Required task A
Reproduce the article on new sanctions against Russia word for word, from its title to its final sentence.

Text to read
□ □ □ □ □

New Sanctions against Russia – How they Reduce its Ability to Wage War

New EU sanctions against Russia, scheduled for June 27, 2025, were aimed at restricting Russia's access to financial resources and technologies, but its adoption was postponed.
These measures are intended to restrict Russia's access to financial resources and technologies, which is critical to ending the war in Ukraine.
Sanctions against Russia, imposed after the annexation of Crimea in 2014 and especially after the full-scale invasion of Ukraine in 2022, are a key tool of the international community to weaken Russia's economic and military capabilities. They are part of the strategy of the international community, in particular Ukraine's partner countries, to end Russia's aggressive war against Ukraine. Sanctions remain one of the key tools for putting pressure on Russia, and their impact is already having a significant effect on the aggressor country's economy. However, as before, the process of adopting new restrictions faces internal challenges within the EU, in particular due to the position of individual member states.
On June 27, 2025, the European Union planned to introduce the 18th package of sanctions against the Russian Federation, aimed at further weakening its economic and military capabilities, but its adoption was postponed due to the position of Slovakia, which effectively blocked the vote.
The Main Areas of the New Sanctions have been Identified
The new package of sanctions prepared by the European Commission targets key sectors of the Russian economy – energy and banking. The restrictions apply not only to the internal economic activities of the Russian Federation, but also to transactions related to the Nord Stream project, which was previously an important tool for energy blackmail against Europe. These measures are intended to further isolate Russia on the international stage by limiting its access to the financial resources and technologies needed to support its military machine.
The energy sector remains the backbone of the Russian economy, despite the country's attempts to diversify its revenues. Sanctions targeting this sector limit Russia's ability to export oil and gas, as well as to obtain modern equipment for the extraction and processing of energy resources.
Restrictions in the banking sector complicate international transactions, affecting the ability of Russian companies and the state to raise capital. These measures are particularly noticeable in the context of existing sanctions, which are gradually depleting Russia's economic reserves.

□ □ □ □ □

Required task B
Report each line of the rows below that contains the word "brass".

(Excerpts from location labeling data)
□ □ □ □ □

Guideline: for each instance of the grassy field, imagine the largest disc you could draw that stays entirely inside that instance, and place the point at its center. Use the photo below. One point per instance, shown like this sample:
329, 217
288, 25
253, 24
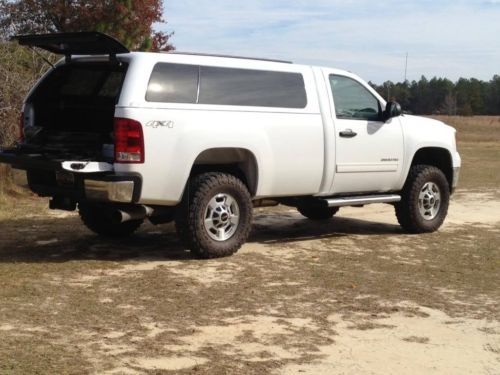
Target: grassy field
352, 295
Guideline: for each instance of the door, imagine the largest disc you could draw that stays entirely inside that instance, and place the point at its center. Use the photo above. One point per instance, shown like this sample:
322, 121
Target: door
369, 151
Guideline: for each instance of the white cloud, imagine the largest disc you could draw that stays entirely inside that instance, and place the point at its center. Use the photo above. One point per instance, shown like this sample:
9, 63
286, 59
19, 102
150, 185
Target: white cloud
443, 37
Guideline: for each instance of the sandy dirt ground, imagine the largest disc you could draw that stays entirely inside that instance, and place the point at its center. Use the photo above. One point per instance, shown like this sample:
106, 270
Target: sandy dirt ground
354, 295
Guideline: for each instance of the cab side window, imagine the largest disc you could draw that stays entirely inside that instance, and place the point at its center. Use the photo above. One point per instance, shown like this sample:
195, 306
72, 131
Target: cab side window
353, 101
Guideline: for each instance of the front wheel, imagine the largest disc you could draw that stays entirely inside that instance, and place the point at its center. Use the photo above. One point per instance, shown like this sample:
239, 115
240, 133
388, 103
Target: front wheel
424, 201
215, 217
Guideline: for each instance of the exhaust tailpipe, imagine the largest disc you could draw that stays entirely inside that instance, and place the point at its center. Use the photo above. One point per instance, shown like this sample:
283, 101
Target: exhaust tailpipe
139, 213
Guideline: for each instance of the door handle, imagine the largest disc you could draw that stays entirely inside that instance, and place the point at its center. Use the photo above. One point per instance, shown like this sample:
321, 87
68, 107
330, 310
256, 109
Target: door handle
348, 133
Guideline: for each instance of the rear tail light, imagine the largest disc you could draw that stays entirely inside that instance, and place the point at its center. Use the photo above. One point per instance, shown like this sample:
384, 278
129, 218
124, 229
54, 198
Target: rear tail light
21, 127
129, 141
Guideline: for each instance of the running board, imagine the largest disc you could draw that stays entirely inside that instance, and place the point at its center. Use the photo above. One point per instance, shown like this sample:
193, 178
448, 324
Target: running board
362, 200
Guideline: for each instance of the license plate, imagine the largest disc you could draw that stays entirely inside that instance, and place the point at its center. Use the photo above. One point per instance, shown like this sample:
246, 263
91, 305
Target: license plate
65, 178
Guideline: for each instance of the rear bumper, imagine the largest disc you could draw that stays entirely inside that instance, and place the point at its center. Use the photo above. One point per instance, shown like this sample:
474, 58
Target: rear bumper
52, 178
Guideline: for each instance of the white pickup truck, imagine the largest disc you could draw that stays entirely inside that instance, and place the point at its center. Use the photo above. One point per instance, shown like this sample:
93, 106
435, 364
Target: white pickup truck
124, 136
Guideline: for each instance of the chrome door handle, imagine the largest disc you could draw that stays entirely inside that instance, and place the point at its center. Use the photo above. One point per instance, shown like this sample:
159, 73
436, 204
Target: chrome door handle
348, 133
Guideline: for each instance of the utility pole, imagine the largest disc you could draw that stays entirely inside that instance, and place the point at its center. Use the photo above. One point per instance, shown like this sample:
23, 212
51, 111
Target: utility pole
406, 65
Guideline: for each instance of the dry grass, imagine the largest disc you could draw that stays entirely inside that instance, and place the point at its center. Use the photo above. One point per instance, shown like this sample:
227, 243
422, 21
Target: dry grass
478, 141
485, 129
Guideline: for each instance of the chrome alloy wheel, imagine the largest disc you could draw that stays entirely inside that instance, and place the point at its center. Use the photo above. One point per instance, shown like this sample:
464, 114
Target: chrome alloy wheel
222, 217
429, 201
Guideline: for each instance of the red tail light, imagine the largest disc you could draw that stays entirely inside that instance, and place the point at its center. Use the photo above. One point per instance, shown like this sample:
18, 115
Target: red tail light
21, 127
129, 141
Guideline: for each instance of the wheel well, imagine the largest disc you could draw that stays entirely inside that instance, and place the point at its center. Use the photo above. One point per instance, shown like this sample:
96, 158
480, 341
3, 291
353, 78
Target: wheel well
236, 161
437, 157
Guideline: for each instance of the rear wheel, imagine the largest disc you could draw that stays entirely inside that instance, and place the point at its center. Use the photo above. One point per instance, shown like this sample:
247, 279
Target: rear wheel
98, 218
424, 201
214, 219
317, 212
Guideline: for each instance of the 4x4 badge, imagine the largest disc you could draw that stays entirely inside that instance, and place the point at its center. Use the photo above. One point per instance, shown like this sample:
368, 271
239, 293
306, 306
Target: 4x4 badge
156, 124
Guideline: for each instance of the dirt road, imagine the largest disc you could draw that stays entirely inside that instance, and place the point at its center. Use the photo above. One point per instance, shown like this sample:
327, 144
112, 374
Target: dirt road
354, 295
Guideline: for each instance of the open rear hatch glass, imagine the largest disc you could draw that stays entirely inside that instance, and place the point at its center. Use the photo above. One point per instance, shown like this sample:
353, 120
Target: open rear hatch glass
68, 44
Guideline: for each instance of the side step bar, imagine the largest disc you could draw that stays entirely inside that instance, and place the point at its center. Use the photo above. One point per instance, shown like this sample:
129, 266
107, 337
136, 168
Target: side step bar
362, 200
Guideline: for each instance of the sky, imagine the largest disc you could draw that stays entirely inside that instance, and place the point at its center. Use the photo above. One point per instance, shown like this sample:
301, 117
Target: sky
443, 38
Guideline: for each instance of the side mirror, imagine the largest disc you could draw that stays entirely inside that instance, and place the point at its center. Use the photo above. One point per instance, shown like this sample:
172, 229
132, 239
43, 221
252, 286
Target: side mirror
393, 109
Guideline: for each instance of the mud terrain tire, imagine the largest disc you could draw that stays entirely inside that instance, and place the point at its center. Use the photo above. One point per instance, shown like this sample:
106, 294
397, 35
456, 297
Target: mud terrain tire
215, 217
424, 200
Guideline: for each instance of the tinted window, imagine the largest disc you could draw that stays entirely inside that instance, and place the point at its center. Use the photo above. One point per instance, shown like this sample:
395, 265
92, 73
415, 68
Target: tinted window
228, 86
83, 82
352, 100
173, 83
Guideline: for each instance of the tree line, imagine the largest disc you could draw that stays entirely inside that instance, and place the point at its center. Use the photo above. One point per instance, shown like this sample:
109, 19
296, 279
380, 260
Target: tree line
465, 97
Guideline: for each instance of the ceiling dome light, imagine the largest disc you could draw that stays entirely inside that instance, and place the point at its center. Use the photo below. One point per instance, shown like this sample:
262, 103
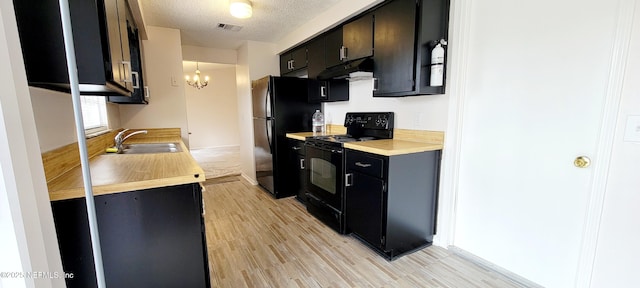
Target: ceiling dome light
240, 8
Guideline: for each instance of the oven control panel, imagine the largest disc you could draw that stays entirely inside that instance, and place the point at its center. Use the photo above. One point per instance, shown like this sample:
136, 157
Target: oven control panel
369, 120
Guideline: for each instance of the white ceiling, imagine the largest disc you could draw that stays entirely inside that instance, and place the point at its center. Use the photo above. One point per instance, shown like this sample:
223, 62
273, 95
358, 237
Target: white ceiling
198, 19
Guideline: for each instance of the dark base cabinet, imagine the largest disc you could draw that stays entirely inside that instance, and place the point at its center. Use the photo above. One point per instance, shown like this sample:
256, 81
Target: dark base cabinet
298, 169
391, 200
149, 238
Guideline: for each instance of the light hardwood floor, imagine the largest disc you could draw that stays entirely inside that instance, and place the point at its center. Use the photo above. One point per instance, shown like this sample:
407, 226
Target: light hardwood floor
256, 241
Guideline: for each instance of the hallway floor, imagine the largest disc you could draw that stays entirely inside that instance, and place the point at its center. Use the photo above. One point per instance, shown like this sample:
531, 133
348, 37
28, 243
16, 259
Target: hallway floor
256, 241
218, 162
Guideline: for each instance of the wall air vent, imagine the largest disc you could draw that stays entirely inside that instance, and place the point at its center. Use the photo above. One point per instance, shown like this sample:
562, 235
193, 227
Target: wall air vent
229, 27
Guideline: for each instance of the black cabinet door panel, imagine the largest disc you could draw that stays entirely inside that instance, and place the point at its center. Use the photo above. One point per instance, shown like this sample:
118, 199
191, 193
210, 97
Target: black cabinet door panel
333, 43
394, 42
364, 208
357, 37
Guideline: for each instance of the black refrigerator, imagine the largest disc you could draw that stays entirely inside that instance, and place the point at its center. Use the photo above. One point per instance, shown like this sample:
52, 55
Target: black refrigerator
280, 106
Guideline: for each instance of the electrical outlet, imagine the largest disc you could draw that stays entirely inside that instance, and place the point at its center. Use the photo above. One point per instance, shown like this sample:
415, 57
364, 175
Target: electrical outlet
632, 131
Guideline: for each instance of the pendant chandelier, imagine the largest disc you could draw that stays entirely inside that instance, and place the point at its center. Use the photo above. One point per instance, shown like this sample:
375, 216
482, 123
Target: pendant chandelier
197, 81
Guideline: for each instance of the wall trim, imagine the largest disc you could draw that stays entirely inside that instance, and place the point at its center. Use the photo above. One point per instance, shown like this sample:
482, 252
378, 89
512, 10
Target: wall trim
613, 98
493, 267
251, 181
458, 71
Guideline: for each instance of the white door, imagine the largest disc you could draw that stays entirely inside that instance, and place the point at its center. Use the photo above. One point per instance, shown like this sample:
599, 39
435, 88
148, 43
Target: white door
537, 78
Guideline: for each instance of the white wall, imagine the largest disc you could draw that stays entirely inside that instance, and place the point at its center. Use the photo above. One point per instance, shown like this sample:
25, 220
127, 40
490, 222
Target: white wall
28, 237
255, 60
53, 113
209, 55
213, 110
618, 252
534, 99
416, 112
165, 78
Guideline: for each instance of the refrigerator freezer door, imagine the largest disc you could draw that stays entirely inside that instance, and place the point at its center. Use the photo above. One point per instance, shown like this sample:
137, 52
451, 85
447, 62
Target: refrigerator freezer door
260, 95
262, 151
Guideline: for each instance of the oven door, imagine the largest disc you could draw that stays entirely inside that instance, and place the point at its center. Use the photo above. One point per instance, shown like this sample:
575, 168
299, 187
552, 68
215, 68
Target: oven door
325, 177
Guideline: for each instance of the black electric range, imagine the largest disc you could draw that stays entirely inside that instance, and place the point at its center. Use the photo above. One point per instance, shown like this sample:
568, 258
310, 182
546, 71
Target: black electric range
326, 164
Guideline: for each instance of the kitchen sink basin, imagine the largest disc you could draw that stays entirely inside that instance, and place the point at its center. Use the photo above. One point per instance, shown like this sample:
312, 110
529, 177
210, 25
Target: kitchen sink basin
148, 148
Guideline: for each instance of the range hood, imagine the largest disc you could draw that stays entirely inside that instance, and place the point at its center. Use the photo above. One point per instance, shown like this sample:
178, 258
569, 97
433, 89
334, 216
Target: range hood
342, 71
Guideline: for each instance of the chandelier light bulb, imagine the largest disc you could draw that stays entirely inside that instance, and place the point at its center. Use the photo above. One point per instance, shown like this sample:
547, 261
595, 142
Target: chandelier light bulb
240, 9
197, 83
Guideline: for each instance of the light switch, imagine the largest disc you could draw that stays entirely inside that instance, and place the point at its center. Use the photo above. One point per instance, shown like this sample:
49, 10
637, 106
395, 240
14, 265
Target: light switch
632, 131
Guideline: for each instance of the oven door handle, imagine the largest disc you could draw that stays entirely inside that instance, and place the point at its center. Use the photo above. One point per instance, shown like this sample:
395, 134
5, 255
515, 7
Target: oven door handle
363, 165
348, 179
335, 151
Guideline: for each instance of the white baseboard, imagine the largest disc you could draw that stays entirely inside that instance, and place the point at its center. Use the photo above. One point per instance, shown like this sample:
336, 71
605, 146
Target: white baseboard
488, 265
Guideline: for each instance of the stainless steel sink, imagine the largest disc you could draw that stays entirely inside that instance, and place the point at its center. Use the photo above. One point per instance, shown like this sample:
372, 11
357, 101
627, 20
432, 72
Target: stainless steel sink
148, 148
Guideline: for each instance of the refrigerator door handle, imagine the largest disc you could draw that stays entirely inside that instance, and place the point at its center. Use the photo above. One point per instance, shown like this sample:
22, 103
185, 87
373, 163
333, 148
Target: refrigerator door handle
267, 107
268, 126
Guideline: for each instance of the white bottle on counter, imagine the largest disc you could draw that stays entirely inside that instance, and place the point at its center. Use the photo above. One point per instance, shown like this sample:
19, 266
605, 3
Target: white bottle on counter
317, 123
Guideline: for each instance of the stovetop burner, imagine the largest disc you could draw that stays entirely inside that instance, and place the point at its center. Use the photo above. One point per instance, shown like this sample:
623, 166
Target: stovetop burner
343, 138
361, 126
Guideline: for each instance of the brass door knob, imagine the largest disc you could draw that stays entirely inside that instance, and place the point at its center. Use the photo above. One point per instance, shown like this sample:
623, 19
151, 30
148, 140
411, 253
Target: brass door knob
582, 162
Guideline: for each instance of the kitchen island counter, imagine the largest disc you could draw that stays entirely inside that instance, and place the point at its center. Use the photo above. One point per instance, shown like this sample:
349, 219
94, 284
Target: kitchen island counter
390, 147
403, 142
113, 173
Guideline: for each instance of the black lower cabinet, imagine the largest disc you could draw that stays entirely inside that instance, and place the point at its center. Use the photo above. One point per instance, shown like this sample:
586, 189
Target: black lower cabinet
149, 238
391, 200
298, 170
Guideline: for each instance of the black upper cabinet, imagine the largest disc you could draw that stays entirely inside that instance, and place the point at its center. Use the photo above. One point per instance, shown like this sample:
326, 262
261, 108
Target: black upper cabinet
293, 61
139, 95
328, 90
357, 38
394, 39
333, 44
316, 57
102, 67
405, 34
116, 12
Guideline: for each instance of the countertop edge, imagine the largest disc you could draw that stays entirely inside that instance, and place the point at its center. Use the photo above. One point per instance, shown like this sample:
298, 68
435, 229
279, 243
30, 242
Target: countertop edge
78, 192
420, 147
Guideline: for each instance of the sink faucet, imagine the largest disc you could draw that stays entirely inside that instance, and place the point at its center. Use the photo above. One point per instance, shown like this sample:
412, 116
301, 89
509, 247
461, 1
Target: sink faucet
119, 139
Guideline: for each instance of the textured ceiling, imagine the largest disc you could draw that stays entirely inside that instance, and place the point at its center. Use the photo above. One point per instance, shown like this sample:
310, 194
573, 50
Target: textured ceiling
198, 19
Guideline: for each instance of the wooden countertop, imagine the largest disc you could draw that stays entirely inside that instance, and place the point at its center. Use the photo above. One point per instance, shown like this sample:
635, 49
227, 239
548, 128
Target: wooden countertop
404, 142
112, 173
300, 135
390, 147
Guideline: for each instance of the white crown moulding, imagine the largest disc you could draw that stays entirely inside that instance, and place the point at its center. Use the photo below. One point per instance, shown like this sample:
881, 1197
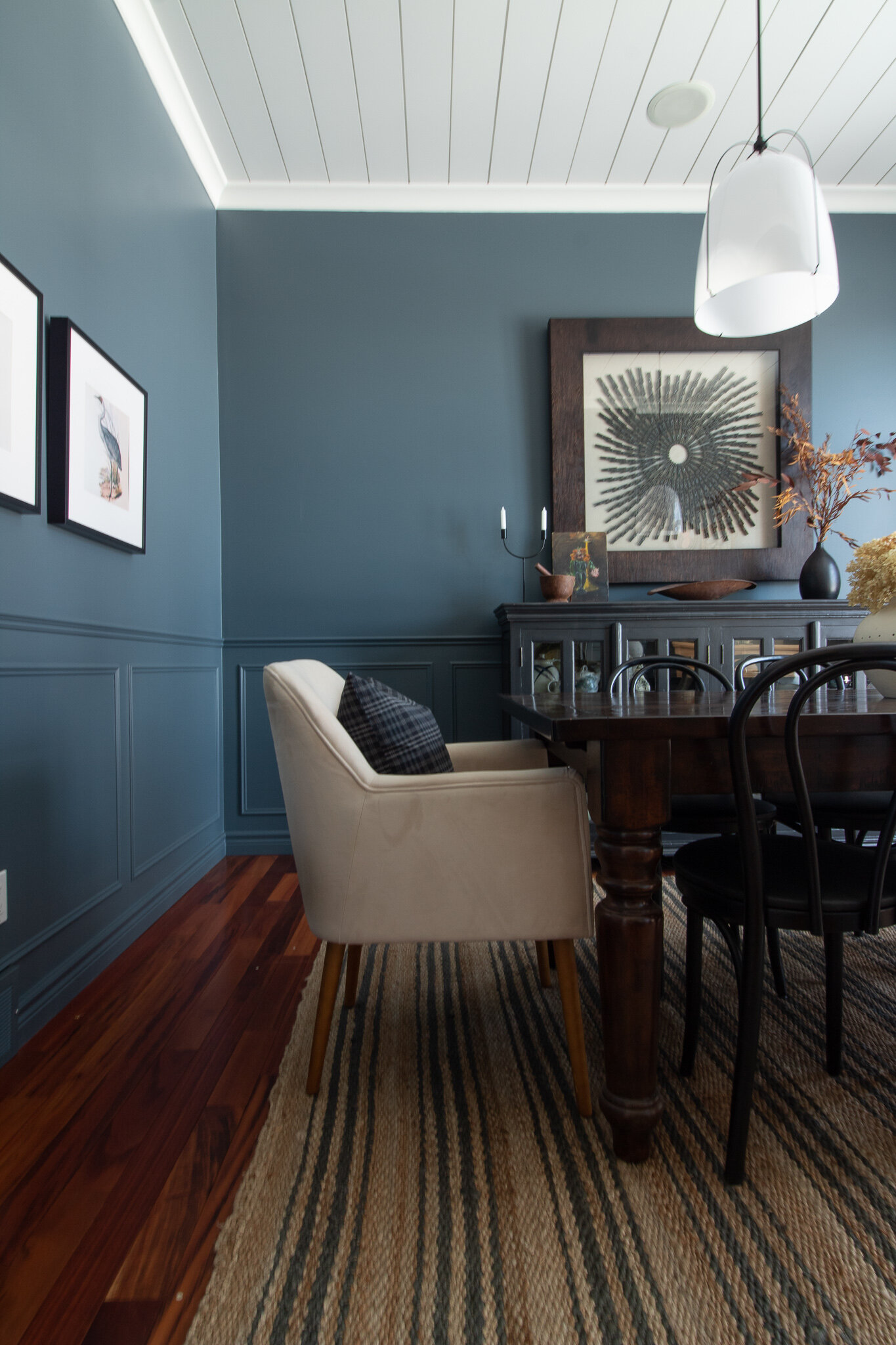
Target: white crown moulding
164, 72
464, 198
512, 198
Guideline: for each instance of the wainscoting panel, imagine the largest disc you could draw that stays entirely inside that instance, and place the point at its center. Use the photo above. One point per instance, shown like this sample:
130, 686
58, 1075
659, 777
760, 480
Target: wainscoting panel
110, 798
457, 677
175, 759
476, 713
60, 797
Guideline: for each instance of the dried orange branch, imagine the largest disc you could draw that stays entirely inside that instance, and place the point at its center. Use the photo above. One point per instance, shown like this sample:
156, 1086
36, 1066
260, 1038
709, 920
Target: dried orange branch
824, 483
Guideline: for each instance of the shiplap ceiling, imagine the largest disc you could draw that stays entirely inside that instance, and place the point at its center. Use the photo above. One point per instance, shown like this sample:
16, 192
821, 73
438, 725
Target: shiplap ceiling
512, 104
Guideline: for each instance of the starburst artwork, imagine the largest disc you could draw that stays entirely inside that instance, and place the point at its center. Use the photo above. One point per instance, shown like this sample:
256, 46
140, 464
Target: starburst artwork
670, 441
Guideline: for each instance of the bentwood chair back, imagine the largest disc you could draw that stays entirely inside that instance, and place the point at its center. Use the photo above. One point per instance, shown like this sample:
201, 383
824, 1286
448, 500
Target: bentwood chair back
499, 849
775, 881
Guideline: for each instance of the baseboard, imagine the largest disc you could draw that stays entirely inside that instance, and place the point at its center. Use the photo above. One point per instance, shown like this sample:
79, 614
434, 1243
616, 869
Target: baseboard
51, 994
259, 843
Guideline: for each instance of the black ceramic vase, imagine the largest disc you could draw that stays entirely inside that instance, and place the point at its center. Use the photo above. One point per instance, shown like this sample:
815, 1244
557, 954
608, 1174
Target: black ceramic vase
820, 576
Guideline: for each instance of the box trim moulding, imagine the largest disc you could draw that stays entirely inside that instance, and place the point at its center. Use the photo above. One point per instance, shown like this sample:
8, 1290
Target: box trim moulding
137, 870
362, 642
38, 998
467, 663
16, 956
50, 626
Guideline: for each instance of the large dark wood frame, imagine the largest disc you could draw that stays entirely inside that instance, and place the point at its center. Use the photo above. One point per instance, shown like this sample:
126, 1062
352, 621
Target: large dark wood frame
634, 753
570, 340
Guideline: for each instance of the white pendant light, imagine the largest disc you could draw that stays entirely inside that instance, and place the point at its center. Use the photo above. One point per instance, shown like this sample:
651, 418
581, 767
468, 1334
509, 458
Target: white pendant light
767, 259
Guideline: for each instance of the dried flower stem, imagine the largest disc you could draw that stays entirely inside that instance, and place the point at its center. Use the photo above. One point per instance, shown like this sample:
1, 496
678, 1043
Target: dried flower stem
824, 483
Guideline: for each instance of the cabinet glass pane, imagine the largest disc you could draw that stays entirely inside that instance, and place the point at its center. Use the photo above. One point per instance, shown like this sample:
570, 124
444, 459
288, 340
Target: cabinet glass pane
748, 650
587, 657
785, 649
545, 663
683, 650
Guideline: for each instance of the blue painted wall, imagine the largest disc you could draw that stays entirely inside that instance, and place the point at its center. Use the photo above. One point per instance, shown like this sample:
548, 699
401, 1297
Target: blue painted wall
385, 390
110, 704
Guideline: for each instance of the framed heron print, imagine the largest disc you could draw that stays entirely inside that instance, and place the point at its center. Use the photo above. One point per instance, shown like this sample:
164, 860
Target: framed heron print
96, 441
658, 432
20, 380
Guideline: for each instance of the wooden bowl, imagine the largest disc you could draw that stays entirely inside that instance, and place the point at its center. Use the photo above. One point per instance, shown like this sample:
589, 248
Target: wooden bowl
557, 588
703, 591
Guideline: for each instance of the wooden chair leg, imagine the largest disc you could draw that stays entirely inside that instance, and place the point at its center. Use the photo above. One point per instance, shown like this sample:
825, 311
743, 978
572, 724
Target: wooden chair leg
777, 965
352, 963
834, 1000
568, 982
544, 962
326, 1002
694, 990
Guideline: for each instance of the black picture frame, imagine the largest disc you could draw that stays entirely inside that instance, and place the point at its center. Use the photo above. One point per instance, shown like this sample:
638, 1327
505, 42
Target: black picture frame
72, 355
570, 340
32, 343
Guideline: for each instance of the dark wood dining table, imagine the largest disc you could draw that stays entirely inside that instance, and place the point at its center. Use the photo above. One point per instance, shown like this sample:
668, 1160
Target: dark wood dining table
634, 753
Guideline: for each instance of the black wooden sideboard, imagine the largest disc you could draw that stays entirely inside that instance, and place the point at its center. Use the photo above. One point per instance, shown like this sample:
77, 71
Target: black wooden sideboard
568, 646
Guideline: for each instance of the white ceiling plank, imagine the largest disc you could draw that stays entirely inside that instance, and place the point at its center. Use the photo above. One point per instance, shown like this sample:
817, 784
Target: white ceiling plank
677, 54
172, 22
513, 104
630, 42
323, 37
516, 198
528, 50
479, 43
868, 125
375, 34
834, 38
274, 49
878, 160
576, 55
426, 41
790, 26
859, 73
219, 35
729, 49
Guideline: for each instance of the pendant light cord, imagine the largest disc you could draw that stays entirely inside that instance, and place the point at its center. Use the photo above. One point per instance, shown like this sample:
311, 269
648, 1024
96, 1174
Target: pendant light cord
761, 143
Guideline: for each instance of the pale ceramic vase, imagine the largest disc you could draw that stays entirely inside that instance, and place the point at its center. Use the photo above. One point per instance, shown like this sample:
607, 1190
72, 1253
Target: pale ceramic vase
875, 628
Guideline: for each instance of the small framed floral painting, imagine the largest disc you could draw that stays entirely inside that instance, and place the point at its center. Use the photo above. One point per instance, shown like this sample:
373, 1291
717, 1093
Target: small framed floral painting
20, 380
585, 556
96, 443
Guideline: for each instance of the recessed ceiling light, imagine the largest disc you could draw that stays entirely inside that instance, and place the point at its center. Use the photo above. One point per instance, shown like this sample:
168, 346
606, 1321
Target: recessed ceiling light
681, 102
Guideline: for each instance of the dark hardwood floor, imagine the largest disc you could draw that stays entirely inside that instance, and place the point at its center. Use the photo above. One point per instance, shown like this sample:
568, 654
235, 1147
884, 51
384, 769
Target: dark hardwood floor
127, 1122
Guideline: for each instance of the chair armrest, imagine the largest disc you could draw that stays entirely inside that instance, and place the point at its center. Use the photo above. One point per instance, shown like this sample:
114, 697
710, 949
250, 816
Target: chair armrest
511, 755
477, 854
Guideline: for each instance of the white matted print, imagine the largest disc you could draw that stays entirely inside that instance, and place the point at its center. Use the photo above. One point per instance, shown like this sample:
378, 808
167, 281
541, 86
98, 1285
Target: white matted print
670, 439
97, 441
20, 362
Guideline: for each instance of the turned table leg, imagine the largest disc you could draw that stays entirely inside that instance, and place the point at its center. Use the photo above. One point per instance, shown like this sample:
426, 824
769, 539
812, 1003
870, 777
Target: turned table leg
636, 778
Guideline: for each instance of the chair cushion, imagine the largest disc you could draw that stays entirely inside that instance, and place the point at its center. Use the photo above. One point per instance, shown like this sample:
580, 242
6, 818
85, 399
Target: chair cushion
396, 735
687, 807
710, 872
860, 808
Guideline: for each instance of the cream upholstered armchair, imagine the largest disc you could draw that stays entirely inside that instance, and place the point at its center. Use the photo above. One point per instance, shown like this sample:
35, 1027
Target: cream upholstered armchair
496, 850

□ □ □ □ □

Task response A
New Sanctions against Russia – How they Reduce its Ability to Wage War

New EU sanctions against Russia, scheduled for June 27, 2025, were aimed at restricting Russia's access to financial resources and technologies, but its adoption was postponed.
These measures are intended to restrict Russia's access to financial resources and technologies, which is critical to ending the war in Ukraine.
Sanctions against Russia, imposed after the annexation of Crimea in 2014 and especially after the full-scale invasion of Ukraine in 2022, are a key tool of the international community to weaken Russia's economic and military capabilities. They are part of the strategy of the international community, in particular Ukraine's partner countries, to end Russia's aggressive war against Ukraine. Sanctions remain one of the key tools for putting pressure on Russia, and their impact is already having a significant effect on the aggressor country's economy. However, as before, the process of adopting new restrictions faces internal challenges within the EU, in particular due to the position of individual member states.
On June 27, 2025, the European Union planned to introduce the 18th package of sanctions against the Russian Federation, aimed at further weakening its economic and military capabilities, but its adoption was postponed due to the position of Slovakia, which effectively blocked the vote.
The Main Areas of the New Sanctions have been Identified
The new package of sanctions prepared by the European Commission targets key sectors of the Russian economy – energy and banking. The restrictions apply not only to the internal economic activities of the Russian Federation, but also to transactions related to the Nord Stream project, which was previously an important tool for energy blackmail against Europe. These measures are intended to further isolate Russia on the international stage by limiting its access to the financial resources and technologies needed to support its military machine.
The energy sector remains the backbone of the Russian economy, despite the country's attempts to diversify its revenues. Sanctions targeting this sector limit Russia's ability to export oil and gas, as well as to obtain modern equipment for the extraction and processing of energy resources.
Restrictions in the banking sector complicate international transactions, affecting the ability of Russian companies and the state to raise capital. These measures are particularly noticeable in the context of existing sanctions, which are gradually depleting Russia's economic reserves.

Task response B
Guideline: for each instance of the brass door knob, imagine the largest disc you could draw that stays entirely inside that instance, and place the point at its center. Use the photo above. One point per instance, shown like this sample:
Target: brass door knob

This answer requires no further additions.